Output, word for word, every line from the line with "[locate] long dark hair (one dot each)" through the final line of the data below.

** START OF Given information **

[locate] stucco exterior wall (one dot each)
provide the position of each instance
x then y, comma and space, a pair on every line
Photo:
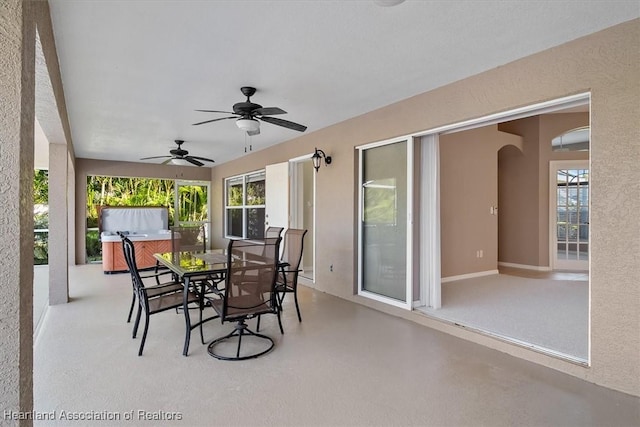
607, 64
17, 91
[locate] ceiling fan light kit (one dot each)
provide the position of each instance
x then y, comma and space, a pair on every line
180, 157
248, 115
248, 125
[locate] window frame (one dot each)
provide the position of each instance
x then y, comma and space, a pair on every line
244, 207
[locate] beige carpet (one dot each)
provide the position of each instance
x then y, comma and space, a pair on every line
549, 313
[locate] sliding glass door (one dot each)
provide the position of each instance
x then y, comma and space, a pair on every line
385, 240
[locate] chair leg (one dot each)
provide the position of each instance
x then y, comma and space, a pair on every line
201, 333
144, 334
239, 331
133, 301
280, 322
295, 298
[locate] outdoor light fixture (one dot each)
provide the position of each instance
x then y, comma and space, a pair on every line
317, 156
248, 125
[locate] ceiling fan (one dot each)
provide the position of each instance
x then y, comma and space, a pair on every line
180, 154
247, 115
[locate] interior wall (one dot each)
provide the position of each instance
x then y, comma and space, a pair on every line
523, 186
92, 167
606, 64
468, 188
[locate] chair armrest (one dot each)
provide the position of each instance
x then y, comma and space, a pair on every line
156, 274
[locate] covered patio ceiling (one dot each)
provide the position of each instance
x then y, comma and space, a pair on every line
134, 72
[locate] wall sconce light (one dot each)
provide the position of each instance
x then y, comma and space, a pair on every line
317, 156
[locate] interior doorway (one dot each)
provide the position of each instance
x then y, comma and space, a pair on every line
497, 274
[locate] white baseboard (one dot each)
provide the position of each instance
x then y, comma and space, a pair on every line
525, 266
468, 276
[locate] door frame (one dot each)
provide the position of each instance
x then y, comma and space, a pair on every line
294, 204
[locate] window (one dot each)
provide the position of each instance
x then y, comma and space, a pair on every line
245, 206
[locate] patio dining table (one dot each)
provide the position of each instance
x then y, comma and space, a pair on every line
195, 269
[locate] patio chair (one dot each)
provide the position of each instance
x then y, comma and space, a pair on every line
155, 290
155, 299
273, 232
287, 280
249, 292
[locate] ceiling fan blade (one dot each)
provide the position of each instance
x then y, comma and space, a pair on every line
202, 158
269, 111
215, 120
154, 157
284, 123
193, 161
216, 111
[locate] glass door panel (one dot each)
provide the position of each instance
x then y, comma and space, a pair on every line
384, 192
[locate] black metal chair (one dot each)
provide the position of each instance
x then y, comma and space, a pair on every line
249, 292
156, 290
155, 299
287, 280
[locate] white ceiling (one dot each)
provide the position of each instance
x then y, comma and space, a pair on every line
135, 71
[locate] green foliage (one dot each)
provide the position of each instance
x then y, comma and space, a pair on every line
41, 217
192, 203
115, 191
41, 248
41, 187
93, 245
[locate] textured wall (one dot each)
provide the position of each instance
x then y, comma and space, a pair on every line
606, 63
17, 88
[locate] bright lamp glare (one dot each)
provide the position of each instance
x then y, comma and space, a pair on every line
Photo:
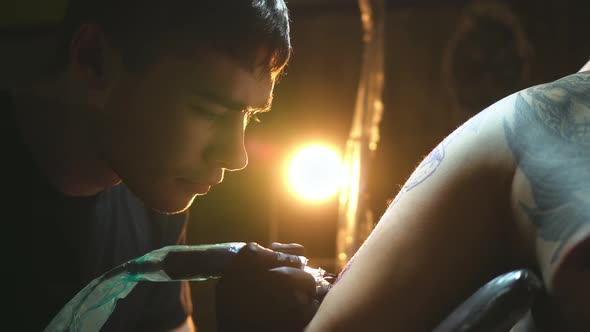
316, 172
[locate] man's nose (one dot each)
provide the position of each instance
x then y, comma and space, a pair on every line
228, 150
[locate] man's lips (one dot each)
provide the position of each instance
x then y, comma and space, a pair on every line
194, 187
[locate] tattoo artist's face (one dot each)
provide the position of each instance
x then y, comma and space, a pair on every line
171, 132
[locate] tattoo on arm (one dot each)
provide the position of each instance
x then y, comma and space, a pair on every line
550, 140
430, 164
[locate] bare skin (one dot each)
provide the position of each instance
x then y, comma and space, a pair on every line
487, 200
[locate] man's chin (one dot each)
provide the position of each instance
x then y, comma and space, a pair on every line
172, 207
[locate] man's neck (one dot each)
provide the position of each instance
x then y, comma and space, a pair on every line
59, 136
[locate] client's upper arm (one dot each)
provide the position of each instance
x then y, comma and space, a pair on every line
447, 232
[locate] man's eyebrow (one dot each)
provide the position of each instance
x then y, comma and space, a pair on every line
229, 103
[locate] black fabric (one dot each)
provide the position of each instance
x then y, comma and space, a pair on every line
53, 245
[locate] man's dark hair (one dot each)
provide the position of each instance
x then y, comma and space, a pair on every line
143, 30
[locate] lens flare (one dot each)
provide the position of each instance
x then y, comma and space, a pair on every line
316, 172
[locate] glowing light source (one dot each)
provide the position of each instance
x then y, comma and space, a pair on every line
316, 172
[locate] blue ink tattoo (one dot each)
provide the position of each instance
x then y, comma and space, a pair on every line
550, 140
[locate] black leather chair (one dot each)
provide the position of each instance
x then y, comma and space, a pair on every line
501, 305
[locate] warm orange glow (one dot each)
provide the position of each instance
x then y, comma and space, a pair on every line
316, 172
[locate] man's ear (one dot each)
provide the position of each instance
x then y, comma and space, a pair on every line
87, 55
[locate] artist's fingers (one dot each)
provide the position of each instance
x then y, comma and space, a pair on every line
288, 248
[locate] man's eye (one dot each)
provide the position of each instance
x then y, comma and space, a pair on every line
252, 116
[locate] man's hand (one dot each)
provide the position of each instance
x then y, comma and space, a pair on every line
265, 289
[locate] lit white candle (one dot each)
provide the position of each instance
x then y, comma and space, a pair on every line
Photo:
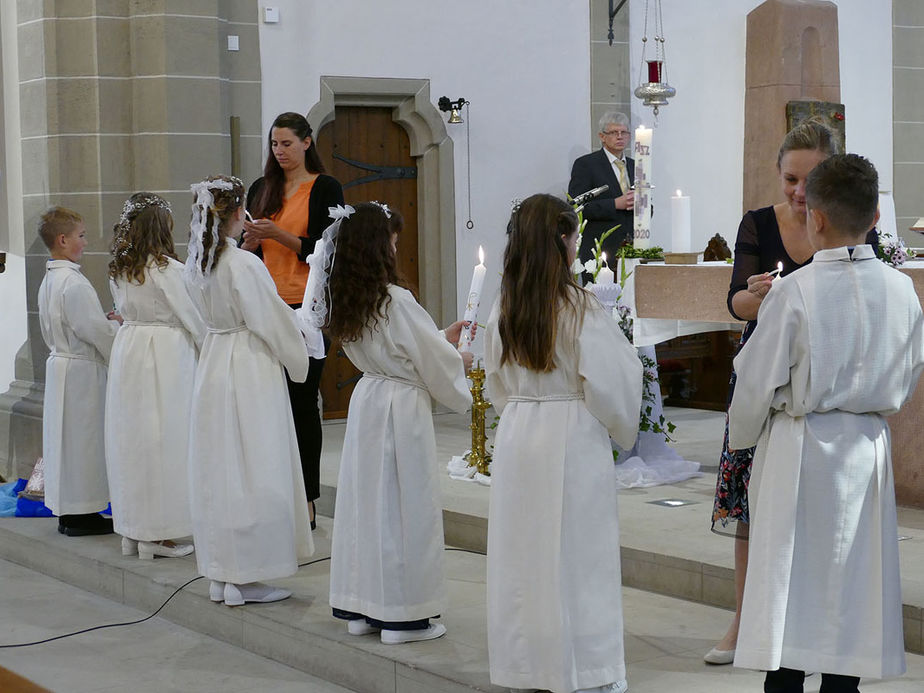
605, 275
642, 151
471, 305
681, 232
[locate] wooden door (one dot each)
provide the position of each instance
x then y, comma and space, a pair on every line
370, 155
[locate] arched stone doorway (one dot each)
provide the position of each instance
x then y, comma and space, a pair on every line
431, 147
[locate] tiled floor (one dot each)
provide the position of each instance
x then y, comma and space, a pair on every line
153, 657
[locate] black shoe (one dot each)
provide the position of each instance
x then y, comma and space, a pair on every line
84, 525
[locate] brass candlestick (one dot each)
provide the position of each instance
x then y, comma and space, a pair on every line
479, 457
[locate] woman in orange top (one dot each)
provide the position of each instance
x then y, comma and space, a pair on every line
289, 204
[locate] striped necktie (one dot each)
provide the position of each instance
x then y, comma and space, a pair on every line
622, 174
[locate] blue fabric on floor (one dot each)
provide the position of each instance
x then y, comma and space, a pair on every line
8, 497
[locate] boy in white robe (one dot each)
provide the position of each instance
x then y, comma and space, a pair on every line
839, 345
79, 336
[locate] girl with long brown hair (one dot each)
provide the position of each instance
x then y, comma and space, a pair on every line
148, 408
249, 511
387, 553
564, 379
289, 204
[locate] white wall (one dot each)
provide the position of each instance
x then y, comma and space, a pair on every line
13, 281
523, 64
698, 143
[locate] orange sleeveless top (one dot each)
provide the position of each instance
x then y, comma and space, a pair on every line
289, 273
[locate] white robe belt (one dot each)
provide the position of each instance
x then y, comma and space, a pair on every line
226, 330
79, 357
145, 323
396, 379
566, 397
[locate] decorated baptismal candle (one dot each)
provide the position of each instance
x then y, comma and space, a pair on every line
681, 233
474, 300
642, 151
605, 275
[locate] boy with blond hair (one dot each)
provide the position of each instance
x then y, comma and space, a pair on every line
839, 346
79, 336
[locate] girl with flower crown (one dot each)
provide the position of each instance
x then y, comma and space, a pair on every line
386, 572
565, 379
249, 511
149, 394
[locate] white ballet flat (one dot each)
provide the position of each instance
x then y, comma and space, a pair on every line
254, 592
359, 626
129, 546
715, 656
148, 549
617, 687
399, 637
216, 591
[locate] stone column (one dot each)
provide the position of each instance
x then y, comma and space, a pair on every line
792, 53
117, 97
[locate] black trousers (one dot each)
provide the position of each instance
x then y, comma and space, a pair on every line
303, 397
791, 680
384, 625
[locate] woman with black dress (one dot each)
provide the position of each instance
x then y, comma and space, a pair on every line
289, 206
767, 238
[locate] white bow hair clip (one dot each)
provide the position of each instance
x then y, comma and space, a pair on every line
384, 208
340, 212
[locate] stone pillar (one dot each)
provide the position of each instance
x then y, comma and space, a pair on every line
792, 53
117, 97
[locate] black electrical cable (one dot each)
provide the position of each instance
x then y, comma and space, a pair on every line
130, 623
161, 607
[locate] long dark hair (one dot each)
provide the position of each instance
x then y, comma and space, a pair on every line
269, 201
537, 283
225, 204
363, 268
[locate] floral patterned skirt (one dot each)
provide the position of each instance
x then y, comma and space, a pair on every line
731, 489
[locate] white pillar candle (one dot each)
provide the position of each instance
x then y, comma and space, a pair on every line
681, 232
472, 303
642, 151
605, 275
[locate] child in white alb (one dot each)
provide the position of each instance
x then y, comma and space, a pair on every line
249, 510
79, 335
839, 346
151, 375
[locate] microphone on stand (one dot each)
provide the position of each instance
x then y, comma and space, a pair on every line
584, 198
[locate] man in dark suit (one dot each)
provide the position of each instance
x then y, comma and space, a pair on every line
606, 166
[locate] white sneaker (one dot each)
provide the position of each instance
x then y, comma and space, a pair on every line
148, 549
255, 592
359, 626
617, 687
216, 591
718, 657
399, 637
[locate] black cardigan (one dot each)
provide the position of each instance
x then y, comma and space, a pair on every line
326, 192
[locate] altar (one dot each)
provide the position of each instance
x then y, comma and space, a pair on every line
676, 300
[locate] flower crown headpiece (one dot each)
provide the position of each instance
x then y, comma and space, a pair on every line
205, 201
130, 210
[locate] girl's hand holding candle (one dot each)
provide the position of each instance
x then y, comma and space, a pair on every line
474, 300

** END OF Given information **

## The result
[locate] long dark hair (one dot each)
provide the position of each instance
x then y, comma and space, a pair on every line
269, 201
537, 283
225, 204
363, 268
[locate] floral patterned skirt (one dot each)
provide the position of each instance
x then y, comma and space, a pair on every line
731, 489
[locate] white pillar candle (one dot each)
provide the position of each instance
x then y, comma and space, a pair on every line
681, 232
472, 303
642, 151
605, 275
[locate] child in white alb (one dot each)
provide the position of each instance
x then y, comma and space, a pair on every line
249, 510
79, 335
839, 346
151, 375
[locate] microphone on stand (one dot each)
provide the position of each instance
x then y, comma and space, a pair on every line
584, 198
[locate] man in dark suit (one dot each)
provide the position of each instance
x then y, comma and space, a pair on every line
606, 166
[locate] white sneaker (one dot each)
provide the position of each instance
x then y, comma and space, a pair on every line
148, 549
255, 592
359, 626
617, 687
216, 591
718, 657
399, 637
[locate] black cardigan (one dot each)
provide the position of each instance
x then y, comma and space, a pair on every line
326, 192
[locate] altar (one dot each)
provide the position of each instance
x then y, comma and space, a pair on every line
676, 300
[locate] flower crown headpiece (one dot each)
provide the position of each instance
x then y, comma and space, a pair on every line
205, 201
130, 210
[locate] girl's hand holding candle (one dot each)
provide the position of each instance
x then y, comma and space, a pair on every line
474, 300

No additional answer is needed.